## Records for the task
*** Block opens ***

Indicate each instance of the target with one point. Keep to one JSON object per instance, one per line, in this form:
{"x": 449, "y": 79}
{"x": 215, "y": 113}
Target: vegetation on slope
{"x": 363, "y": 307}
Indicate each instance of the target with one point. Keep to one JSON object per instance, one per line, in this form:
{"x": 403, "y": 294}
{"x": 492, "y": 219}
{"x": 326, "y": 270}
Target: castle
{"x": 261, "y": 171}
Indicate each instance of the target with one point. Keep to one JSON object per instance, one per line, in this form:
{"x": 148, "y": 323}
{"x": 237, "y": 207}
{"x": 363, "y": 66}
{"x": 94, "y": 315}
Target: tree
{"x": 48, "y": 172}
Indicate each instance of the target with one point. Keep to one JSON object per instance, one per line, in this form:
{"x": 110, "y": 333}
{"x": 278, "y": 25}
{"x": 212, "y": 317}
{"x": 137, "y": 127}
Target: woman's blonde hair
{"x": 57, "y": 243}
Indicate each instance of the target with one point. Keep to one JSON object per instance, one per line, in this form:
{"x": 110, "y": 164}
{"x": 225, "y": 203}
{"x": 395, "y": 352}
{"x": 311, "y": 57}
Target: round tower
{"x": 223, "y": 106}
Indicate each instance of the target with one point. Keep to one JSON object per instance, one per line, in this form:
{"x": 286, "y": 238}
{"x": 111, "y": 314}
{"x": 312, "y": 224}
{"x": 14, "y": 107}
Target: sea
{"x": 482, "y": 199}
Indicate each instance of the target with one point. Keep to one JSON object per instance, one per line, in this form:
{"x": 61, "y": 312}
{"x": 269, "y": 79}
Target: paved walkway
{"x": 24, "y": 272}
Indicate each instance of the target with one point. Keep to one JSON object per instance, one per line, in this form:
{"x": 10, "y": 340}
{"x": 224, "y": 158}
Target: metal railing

*** Block closes ***

## Try it
Repeat every entry exactly as written above.

## Answer to this exercise
Indicate each instance of the target with one point. Keep to one JSON object per instance, one per line, in this form:
{"x": 449, "y": 79}
{"x": 215, "y": 113}
Target: vegetation on slope
{"x": 363, "y": 307}
Indicate each instance of the target with one point. Keep to one JSON object per instance, one per line, in this form:
{"x": 403, "y": 294}
{"x": 492, "y": 219}
{"x": 326, "y": 270}
Target: castle
{"x": 261, "y": 171}
Indicate each instance of the target with one point. Keep to one JSON object per instance, one per line, in this form:
{"x": 148, "y": 323}
{"x": 237, "y": 207}
{"x": 363, "y": 66}
{"x": 94, "y": 315}
Target: tree
{"x": 48, "y": 172}
Indicate each instance of the target with one point. Keep to one JSON object per instance, one per line, in this form:
{"x": 110, "y": 333}
{"x": 278, "y": 25}
{"x": 212, "y": 317}
{"x": 137, "y": 127}
Target: woman's blonde hair
{"x": 57, "y": 243}
Indicate each instance of the target with one point. Keep to one JSON object per instance, one per line, in this form:
{"x": 110, "y": 164}
{"x": 225, "y": 203}
{"x": 395, "y": 352}
{"x": 311, "y": 57}
Target: round tower
{"x": 223, "y": 106}
Indicate each instance of the target with one point. Keep to one JSON object per instance, one per line, in this form:
{"x": 286, "y": 238}
{"x": 111, "y": 314}
{"x": 312, "y": 224}
{"x": 14, "y": 107}
Target: sea
{"x": 482, "y": 199}
Indicate each instance of the target with one point. Keep to one JSON object per instance, one per line, in this form:
{"x": 61, "y": 312}
{"x": 269, "y": 79}
Target: paved walkway
{"x": 24, "y": 272}
Indicate each instance of the target with one point. Keep to one JSON object per instance, one per line, in this form:
{"x": 10, "y": 340}
{"x": 224, "y": 158}
Target: metal railing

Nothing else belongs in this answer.